INPUT MATERIAL:
_ _ _

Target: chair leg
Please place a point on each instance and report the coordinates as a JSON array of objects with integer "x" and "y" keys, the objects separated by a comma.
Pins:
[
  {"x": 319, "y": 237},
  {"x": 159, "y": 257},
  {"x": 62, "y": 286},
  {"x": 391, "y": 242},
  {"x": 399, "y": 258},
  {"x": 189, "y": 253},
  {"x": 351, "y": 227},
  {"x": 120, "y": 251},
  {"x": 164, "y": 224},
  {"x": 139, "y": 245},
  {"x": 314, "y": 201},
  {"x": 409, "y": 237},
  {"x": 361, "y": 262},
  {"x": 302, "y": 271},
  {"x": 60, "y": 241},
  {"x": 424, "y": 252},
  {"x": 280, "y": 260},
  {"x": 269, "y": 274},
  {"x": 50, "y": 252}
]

_ _ _

STATED PROBLEM: Could you rescale the records above and write out every line again, requests included, with each x and y coordinate in the answers multiplied by 1.2 and rounded to a whole number, halves rounding up?

FINAL RESULT:
Target: chair leg
Please place a point on each instance and report the coordinates as a JSON array of objects with integer "x" and "y" keys, the objects separated by a comma.
Pins:
[
  {"x": 383, "y": 284},
  {"x": 191, "y": 308},
  {"x": 74, "y": 343},
  {"x": 469, "y": 290},
  {"x": 479, "y": 310},
  {"x": 227, "y": 304},
  {"x": 421, "y": 272},
  {"x": 144, "y": 301},
  {"x": 197, "y": 269},
  {"x": 167, "y": 294},
  {"x": 377, "y": 241},
  {"x": 491, "y": 284},
  {"x": 433, "y": 314},
  {"x": 362, "y": 325},
  {"x": 72, "y": 289},
  {"x": 509, "y": 302},
  {"x": 336, "y": 312},
  {"x": 323, "y": 329},
  {"x": 60, "y": 302}
]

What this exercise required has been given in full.